ASSIGNMENT –
Only one stretch of the data below is needed. Output the lines from the one with "Mark one point on every instance of the long-haired" up to and including the one with "Mark one point on every instance of the green", exactly as they stand.

Data items:
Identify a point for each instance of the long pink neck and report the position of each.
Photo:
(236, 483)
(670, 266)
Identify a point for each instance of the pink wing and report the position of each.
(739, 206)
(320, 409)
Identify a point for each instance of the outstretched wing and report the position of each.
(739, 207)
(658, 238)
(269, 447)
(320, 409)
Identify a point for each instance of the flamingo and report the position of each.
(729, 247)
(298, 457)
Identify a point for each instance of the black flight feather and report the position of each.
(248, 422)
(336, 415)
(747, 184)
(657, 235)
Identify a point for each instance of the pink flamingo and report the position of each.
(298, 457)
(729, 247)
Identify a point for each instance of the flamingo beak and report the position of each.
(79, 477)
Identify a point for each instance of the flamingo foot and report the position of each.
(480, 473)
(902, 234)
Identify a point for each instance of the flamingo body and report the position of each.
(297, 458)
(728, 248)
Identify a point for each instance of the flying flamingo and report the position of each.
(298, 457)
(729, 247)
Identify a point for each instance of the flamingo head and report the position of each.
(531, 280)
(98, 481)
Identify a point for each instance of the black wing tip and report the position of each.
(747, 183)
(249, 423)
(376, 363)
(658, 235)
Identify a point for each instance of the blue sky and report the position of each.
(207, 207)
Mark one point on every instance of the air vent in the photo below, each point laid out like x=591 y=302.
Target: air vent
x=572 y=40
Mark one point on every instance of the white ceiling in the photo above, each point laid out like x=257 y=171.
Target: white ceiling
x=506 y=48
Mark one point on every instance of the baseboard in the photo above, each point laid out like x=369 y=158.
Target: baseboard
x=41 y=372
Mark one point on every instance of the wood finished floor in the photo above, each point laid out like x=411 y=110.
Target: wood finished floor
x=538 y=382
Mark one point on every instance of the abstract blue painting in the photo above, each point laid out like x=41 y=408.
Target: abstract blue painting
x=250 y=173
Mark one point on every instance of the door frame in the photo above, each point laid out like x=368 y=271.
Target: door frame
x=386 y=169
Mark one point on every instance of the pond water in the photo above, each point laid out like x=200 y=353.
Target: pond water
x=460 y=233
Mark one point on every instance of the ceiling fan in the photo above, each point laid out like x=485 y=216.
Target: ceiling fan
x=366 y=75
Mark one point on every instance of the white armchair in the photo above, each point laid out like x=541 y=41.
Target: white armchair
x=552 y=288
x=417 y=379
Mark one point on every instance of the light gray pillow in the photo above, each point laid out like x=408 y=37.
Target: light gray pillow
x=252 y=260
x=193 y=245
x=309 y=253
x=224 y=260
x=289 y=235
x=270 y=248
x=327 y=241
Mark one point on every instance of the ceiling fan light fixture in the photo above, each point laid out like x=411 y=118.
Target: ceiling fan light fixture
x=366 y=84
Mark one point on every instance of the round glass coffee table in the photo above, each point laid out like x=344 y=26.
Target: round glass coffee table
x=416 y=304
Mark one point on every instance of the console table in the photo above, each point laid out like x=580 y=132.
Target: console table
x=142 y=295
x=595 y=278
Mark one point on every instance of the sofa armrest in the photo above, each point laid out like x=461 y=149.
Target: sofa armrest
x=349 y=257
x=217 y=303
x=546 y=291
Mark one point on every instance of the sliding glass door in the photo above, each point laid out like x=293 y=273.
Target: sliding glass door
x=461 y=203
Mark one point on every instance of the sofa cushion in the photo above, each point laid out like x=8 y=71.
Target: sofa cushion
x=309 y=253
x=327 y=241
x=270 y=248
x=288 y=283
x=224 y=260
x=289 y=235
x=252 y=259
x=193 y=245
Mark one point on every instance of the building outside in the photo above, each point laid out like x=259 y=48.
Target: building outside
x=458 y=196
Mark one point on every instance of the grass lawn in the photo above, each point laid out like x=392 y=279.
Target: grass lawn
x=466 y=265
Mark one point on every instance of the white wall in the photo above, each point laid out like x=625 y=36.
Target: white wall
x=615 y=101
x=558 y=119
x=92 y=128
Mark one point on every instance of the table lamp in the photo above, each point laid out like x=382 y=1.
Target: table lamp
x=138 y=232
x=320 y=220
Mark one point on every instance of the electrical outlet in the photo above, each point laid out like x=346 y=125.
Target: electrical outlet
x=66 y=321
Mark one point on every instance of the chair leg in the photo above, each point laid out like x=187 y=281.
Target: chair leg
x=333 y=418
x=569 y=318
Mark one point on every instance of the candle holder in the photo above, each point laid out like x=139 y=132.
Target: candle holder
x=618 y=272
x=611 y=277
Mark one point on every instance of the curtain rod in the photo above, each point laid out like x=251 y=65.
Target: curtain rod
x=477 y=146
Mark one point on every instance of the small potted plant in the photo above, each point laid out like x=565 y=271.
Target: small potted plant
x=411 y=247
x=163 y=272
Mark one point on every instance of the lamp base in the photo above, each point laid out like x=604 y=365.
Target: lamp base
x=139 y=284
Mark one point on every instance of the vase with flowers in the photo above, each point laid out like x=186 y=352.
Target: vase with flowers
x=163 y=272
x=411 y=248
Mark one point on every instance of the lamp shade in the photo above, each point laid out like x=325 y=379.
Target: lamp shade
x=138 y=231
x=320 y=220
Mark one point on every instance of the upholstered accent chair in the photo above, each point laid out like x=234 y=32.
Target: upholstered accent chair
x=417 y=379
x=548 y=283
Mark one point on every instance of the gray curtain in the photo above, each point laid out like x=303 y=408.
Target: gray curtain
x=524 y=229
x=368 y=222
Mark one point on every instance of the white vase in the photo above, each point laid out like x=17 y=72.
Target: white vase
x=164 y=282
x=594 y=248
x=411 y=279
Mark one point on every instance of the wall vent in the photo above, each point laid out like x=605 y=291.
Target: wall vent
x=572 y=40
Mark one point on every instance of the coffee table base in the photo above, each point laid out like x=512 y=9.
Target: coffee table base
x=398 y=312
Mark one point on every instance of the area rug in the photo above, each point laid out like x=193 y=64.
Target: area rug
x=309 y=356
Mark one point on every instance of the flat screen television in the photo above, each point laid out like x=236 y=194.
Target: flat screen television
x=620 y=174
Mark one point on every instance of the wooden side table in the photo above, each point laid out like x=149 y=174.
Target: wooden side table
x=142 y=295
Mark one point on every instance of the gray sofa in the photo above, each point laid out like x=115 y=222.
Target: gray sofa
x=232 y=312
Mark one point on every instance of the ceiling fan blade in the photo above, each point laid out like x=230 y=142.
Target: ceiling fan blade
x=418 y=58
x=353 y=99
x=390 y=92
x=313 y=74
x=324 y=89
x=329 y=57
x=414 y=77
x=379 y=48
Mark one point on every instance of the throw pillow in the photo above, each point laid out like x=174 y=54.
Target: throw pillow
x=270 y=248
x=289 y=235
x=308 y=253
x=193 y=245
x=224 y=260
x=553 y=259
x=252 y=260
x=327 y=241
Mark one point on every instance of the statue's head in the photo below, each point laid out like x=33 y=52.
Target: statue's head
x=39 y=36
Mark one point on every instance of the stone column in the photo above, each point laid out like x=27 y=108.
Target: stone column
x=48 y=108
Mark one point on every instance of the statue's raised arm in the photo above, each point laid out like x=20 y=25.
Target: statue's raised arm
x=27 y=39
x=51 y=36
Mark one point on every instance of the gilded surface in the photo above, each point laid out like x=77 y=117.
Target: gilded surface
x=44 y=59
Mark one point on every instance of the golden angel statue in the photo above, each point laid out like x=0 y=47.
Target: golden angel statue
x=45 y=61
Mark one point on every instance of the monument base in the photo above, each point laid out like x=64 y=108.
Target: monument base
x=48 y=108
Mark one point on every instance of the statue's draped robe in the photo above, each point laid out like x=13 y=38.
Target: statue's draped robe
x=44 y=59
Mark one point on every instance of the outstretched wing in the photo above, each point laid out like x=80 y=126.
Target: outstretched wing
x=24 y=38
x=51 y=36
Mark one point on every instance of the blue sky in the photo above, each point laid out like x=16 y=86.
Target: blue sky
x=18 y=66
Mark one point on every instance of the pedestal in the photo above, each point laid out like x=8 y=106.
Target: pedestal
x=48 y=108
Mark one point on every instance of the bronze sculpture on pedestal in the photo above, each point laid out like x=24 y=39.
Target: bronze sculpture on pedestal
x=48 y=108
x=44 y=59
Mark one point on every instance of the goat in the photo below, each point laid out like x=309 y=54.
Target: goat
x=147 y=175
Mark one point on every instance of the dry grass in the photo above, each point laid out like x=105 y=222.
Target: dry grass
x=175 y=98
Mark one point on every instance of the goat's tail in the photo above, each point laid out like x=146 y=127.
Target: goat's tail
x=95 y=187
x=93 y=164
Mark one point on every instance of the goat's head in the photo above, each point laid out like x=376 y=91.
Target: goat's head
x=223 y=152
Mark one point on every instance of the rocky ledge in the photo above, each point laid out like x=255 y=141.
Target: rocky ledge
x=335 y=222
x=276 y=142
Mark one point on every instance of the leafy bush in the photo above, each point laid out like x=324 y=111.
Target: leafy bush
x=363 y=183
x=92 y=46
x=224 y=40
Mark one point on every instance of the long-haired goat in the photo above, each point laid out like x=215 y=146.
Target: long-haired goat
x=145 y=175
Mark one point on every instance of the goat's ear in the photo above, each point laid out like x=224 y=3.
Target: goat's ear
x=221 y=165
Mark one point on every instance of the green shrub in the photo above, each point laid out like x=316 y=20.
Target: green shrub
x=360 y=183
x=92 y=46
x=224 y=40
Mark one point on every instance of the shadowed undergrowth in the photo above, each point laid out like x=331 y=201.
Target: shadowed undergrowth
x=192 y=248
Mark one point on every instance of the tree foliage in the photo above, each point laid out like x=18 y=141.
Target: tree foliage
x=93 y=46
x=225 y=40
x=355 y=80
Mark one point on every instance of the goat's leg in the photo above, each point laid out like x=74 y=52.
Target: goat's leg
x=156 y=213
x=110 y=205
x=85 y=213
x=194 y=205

ANSWER BOX –
Mark one point on every instance of the long-haired goat in the photo above, each point laid out like x=215 y=146.
Target: long-haired goat
x=145 y=175
Mark one point on every instance of the goat's ear in the photo above, each point laid out like x=224 y=3.
Target: goat's ear
x=221 y=165
Mark one point on every instance of the green shrub in the photo above, each point laid out like x=316 y=20.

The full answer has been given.